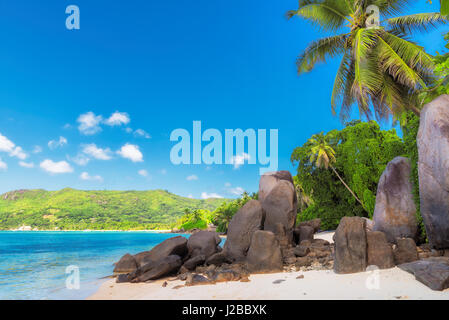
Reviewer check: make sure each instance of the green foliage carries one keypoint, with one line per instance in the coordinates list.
(410, 132)
(381, 70)
(224, 213)
(70, 209)
(362, 153)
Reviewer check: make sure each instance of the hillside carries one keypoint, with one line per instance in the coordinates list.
(70, 209)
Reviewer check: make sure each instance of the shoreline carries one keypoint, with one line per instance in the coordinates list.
(393, 284)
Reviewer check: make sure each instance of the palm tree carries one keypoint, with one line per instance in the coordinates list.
(322, 155)
(381, 69)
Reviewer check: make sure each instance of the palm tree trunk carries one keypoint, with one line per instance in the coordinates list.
(347, 187)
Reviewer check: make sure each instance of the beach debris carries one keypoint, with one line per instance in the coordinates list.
(405, 251)
(126, 264)
(433, 170)
(197, 279)
(350, 246)
(304, 232)
(395, 210)
(379, 251)
(159, 269)
(264, 254)
(278, 281)
(241, 228)
(432, 272)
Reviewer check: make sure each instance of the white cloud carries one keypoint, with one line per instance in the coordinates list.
(3, 165)
(205, 195)
(26, 164)
(239, 159)
(53, 144)
(236, 191)
(56, 167)
(142, 133)
(80, 159)
(87, 177)
(8, 146)
(143, 173)
(19, 153)
(97, 153)
(117, 119)
(89, 123)
(131, 152)
(37, 149)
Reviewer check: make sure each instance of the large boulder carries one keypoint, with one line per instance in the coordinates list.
(379, 251)
(203, 243)
(160, 269)
(280, 206)
(350, 246)
(433, 168)
(395, 211)
(264, 254)
(269, 180)
(241, 228)
(405, 251)
(314, 223)
(126, 264)
(433, 272)
(173, 246)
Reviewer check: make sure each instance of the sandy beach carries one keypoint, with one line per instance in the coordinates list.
(391, 284)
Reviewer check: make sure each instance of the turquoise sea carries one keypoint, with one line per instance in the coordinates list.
(33, 263)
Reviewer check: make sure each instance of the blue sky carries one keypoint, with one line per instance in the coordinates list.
(99, 103)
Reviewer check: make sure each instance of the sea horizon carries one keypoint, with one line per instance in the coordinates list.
(33, 264)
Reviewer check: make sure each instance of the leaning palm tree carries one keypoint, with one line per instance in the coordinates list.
(322, 155)
(381, 68)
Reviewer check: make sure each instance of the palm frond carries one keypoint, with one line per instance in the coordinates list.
(421, 22)
(318, 51)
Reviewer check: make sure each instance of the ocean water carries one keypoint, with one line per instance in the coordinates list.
(33, 265)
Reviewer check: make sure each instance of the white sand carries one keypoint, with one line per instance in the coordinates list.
(382, 284)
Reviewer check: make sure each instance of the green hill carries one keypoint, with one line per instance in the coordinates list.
(70, 209)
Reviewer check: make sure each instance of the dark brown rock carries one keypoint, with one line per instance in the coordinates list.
(350, 246)
(264, 254)
(162, 268)
(433, 168)
(203, 243)
(395, 211)
(173, 246)
(302, 251)
(241, 228)
(269, 180)
(305, 233)
(126, 264)
(433, 272)
(380, 252)
(405, 251)
(192, 263)
(280, 206)
(217, 259)
(314, 223)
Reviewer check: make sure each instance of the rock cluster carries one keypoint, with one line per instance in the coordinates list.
(261, 238)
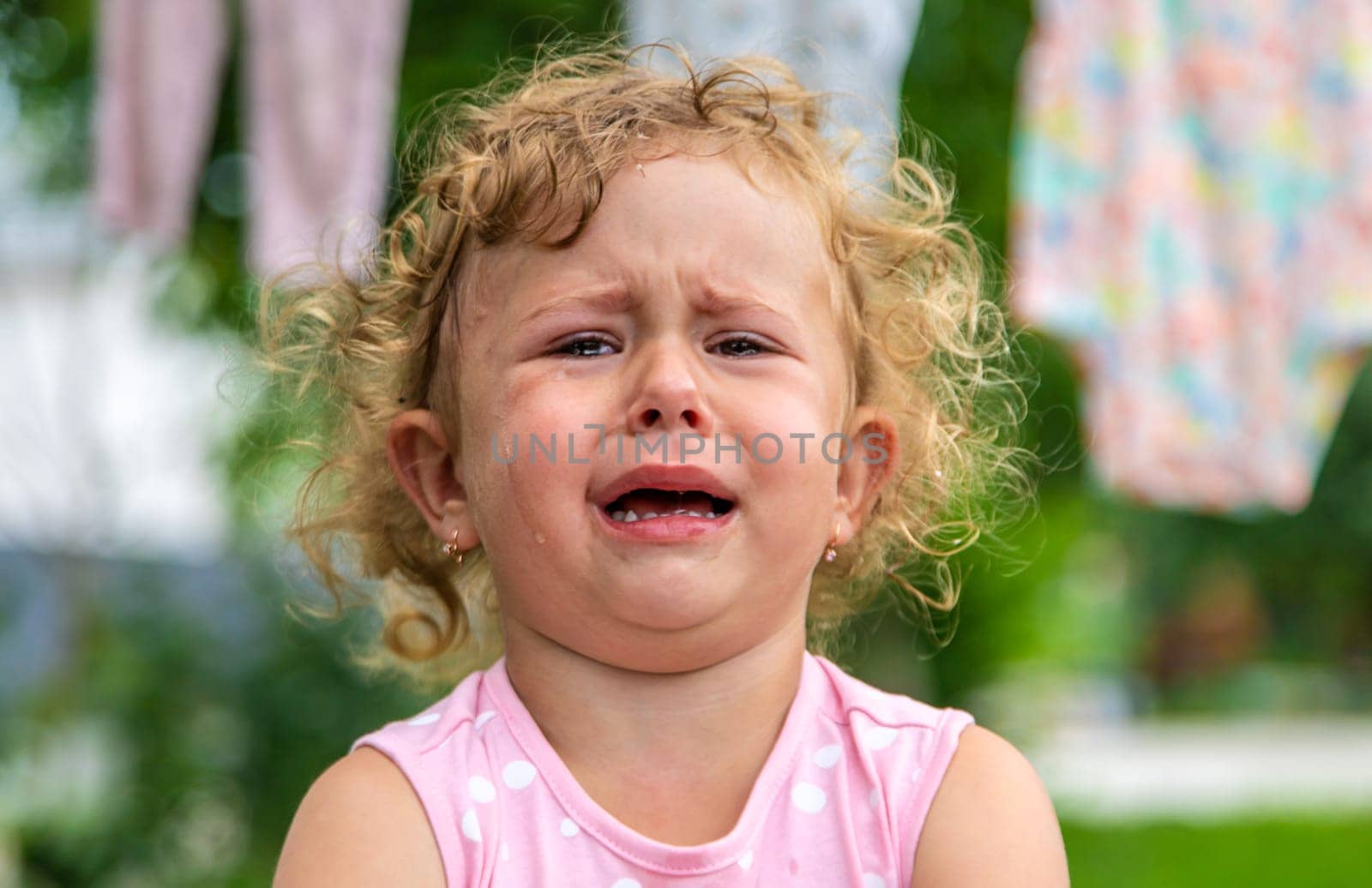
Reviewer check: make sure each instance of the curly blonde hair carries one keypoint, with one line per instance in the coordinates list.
(533, 150)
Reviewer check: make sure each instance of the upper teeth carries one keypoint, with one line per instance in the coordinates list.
(630, 517)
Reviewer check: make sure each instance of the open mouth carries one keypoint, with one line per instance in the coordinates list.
(653, 503)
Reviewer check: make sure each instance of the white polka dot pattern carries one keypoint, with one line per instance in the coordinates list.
(471, 828)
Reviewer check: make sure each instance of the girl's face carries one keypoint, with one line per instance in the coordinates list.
(693, 304)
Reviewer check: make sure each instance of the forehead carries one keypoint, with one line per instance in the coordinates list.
(678, 217)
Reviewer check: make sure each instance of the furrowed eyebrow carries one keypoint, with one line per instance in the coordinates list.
(713, 302)
(610, 302)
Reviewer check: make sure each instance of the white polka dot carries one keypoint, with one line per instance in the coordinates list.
(809, 798)
(480, 789)
(878, 737)
(518, 775)
(471, 828)
(827, 757)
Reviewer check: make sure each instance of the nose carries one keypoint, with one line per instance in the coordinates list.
(669, 393)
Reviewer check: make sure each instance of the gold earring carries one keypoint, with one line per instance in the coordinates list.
(830, 553)
(453, 551)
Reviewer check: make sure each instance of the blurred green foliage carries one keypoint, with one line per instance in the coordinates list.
(209, 750)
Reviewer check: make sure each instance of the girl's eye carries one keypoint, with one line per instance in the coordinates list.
(592, 345)
(585, 347)
(740, 347)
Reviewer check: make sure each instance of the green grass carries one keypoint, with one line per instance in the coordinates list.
(1307, 853)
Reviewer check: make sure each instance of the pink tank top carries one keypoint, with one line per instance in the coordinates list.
(840, 802)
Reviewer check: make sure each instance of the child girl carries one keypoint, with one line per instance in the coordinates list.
(647, 391)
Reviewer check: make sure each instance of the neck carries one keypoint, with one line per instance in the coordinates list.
(670, 755)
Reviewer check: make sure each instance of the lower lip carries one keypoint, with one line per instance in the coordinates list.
(670, 529)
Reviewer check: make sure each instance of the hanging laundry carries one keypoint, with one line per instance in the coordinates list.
(1193, 213)
(320, 98)
(857, 50)
(159, 64)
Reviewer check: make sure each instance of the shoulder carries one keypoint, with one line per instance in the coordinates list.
(991, 823)
(360, 824)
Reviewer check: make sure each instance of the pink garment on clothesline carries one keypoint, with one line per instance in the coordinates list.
(320, 100)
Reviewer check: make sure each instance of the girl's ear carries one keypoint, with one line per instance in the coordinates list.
(861, 478)
(423, 462)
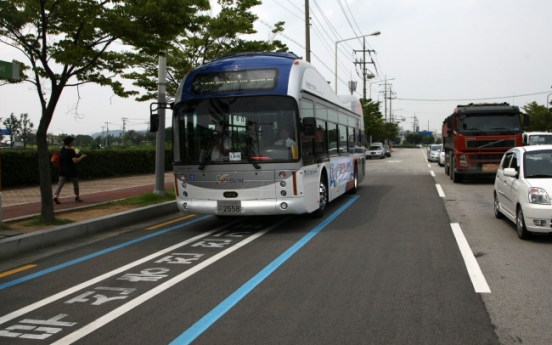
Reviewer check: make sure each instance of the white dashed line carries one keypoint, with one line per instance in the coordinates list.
(476, 275)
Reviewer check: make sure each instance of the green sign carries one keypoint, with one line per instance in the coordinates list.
(9, 70)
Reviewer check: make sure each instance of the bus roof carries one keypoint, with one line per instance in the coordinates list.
(293, 76)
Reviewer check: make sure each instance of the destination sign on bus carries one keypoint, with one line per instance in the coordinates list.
(231, 81)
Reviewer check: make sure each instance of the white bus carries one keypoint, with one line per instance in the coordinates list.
(232, 155)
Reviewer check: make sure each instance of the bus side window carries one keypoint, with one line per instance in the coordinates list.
(342, 139)
(320, 145)
(333, 137)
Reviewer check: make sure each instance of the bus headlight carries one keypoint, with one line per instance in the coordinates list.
(463, 160)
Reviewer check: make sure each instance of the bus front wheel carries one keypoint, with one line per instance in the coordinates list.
(323, 190)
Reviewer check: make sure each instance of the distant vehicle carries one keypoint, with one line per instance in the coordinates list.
(441, 161)
(230, 153)
(476, 136)
(433, 152)
(537, 138)
(387, 150)
(522, 189)
(375, 151)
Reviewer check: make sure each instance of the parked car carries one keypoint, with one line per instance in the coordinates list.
(433, 152)
(441, 161)
(375, 151)
(387, 150)
(522, 189)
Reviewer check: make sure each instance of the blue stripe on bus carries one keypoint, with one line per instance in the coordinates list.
(93, 255)
(210, 318)
(283, 65)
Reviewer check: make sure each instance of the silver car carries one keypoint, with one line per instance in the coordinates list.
(375, 151)
(441, 161)
(522, 189)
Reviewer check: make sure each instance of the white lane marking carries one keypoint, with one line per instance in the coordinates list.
(94, 325)
(440, 190)
(476, 275)
(92, 281)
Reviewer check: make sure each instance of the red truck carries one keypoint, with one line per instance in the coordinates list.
(476, 136)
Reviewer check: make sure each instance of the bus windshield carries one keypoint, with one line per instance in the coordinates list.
(495, 124)
(252, 129)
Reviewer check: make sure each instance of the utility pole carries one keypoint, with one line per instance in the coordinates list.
(124, 123)
(365, 75)
(385, 96)
(307, 29)
(160, 136)
(107, 133)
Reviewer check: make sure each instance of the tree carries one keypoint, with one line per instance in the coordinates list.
(14, 125)
(540, 117)
(373, 120)
(69, 43)
(214, 36)
(26, 129)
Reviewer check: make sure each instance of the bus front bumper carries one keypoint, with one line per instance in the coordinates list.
(247, 207)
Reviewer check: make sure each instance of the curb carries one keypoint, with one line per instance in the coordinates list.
(12, 246)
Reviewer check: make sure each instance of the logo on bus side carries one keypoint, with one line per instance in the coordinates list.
(310, 171)
(222, 178)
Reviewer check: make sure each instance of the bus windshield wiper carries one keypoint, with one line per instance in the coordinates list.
(254, 162)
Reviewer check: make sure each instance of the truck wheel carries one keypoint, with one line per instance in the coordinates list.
(455, 177)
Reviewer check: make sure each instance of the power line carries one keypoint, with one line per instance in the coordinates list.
(469, 99)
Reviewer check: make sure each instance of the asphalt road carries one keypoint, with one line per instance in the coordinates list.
(383, 267)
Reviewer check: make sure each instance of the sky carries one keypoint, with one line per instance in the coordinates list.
(434, 55)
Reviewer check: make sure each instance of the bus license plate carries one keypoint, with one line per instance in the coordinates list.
(228, 207)
(490, 167)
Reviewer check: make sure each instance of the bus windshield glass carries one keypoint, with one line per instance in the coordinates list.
(487, 124)
(251, 129)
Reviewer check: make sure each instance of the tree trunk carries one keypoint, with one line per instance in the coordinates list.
(46, 195)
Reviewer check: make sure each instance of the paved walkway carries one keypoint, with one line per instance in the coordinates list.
(24, 202)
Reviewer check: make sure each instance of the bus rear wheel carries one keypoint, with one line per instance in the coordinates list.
(323, 189)
(355, 186)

**ASSIGNMENT:** What you return must be the lines from the line holding "Reviewer check: make sure each instance of the bus rear" through the final line of the material, word for word, and nothing more.

**ANSWER SPACE:**
Reviewer check: make sure each instance of the bus rear wheel carries one keypoint, with one line per instance in the coordinates list.
(323, 189)
(355, 186)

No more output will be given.